Task to carry out ->
Your answer should be every line with the word "building", copied from the data below.

Input data ->
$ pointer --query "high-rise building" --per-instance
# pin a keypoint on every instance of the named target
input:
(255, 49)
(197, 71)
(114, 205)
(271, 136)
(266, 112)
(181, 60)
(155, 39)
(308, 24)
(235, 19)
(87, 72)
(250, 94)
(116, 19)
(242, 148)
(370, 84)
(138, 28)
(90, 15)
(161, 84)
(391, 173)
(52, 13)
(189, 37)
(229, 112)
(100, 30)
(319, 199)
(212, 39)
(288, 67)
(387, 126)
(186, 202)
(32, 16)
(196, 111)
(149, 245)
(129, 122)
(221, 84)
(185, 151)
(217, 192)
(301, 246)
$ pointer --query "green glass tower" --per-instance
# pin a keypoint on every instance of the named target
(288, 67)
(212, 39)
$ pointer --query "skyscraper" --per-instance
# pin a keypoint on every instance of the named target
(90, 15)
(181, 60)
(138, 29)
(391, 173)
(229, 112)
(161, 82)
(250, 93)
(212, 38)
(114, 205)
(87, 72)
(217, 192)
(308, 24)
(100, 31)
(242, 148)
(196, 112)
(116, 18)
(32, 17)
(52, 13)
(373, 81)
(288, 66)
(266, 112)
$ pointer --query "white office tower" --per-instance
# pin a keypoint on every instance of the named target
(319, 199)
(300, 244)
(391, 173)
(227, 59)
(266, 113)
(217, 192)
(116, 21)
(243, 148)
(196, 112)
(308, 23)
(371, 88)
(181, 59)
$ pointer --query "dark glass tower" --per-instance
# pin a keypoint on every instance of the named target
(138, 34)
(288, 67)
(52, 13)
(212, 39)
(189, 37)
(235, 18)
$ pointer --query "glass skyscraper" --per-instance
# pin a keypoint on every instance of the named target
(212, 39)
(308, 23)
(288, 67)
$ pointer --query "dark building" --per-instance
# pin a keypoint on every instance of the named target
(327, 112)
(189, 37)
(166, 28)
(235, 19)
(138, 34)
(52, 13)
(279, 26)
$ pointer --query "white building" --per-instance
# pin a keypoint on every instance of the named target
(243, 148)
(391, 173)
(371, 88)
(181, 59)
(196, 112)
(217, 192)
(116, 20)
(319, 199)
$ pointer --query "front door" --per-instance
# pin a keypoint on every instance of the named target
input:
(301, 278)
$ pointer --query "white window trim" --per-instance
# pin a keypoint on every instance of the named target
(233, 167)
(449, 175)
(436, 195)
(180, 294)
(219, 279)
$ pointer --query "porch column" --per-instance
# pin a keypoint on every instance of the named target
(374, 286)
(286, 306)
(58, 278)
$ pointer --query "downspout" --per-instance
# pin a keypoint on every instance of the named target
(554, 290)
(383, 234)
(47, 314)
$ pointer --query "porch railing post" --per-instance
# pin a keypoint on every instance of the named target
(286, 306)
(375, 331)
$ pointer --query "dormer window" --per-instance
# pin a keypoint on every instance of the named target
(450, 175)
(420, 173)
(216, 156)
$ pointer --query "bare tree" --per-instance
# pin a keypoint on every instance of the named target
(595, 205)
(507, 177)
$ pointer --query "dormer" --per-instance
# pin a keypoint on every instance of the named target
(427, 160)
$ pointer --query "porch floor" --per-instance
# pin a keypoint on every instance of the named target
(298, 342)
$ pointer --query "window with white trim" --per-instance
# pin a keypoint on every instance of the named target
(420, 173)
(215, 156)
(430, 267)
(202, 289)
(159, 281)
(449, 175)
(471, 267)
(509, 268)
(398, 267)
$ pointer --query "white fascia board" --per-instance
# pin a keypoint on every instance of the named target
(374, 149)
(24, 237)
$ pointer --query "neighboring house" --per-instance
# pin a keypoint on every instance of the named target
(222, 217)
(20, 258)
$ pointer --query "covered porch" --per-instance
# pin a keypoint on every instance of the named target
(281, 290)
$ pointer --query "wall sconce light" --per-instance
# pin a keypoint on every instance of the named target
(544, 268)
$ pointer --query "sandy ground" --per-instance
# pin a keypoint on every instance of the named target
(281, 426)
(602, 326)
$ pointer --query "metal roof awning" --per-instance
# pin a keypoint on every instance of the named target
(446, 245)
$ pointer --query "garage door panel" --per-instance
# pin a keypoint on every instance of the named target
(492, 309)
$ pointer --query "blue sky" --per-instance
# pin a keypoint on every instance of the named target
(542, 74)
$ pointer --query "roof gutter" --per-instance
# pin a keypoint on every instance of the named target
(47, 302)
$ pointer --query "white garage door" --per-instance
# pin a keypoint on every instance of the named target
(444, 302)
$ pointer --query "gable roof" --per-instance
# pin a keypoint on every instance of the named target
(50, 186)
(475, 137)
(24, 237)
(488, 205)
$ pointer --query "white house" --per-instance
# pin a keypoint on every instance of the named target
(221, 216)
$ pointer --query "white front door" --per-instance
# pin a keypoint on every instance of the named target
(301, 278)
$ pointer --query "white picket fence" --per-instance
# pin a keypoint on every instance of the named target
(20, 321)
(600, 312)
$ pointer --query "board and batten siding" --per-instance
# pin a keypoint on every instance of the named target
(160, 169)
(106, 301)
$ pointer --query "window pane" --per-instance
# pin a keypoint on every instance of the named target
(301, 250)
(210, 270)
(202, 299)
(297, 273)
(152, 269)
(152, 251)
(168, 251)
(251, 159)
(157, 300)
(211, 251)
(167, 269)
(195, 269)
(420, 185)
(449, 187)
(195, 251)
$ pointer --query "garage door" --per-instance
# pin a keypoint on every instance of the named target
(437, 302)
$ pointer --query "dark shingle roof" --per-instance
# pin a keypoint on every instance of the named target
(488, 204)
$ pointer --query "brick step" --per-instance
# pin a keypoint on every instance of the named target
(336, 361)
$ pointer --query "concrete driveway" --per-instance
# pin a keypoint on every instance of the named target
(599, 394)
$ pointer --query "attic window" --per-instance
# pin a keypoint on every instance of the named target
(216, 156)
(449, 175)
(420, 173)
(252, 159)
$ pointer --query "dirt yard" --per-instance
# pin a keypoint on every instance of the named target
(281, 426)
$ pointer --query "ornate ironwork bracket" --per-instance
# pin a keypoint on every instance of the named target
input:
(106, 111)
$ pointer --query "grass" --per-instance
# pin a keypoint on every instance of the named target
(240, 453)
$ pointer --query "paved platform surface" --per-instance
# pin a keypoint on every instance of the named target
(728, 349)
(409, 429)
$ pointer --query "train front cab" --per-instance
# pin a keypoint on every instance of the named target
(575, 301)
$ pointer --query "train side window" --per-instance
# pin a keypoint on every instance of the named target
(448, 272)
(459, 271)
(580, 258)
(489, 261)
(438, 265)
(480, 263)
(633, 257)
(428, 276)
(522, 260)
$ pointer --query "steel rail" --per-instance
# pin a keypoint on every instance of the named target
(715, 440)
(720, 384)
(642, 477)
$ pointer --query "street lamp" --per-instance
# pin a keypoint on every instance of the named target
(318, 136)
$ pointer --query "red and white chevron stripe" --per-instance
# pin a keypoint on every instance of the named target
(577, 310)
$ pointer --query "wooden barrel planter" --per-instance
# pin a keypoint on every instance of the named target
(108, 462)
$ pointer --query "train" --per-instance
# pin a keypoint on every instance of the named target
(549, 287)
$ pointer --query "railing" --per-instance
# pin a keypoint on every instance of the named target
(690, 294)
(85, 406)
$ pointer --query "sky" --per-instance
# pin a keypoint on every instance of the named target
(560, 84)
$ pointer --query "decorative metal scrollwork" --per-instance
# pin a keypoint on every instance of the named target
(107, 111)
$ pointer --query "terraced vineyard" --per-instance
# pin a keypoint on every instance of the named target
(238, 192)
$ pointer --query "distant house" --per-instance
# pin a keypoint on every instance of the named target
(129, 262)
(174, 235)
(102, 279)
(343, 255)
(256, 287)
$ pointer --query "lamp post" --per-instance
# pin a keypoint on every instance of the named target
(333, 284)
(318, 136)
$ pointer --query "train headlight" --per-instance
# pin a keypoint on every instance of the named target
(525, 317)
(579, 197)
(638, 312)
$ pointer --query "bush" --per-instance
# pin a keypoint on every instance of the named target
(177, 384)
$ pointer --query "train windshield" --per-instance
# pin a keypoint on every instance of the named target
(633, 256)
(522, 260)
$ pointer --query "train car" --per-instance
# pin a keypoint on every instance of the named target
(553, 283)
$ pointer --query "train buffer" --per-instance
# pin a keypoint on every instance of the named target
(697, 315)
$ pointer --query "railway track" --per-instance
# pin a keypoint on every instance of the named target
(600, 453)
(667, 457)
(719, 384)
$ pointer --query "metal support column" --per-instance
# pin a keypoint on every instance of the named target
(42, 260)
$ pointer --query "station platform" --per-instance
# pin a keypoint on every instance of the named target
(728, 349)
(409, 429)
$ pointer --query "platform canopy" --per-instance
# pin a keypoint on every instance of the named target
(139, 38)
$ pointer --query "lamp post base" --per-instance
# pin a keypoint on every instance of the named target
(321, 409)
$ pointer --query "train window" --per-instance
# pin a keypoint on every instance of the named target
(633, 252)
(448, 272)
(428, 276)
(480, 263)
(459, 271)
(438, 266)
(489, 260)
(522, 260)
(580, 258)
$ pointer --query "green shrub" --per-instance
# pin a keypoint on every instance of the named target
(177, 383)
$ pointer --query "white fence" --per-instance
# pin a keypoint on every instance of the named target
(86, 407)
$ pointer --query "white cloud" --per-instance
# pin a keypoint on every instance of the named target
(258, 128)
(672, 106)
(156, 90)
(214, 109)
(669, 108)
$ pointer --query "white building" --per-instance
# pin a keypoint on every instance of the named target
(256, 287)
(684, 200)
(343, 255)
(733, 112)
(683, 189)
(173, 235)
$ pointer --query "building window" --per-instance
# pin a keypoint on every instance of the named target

Output for this task ->
$ pointer --query "high-rise building" --per-instance
$ pointer --query "dark building" --per-instance
$ pointer --query "white building" --per-instance
$ pointer --query "white building" --per-instance
$ pointer --query "building window" --per-instance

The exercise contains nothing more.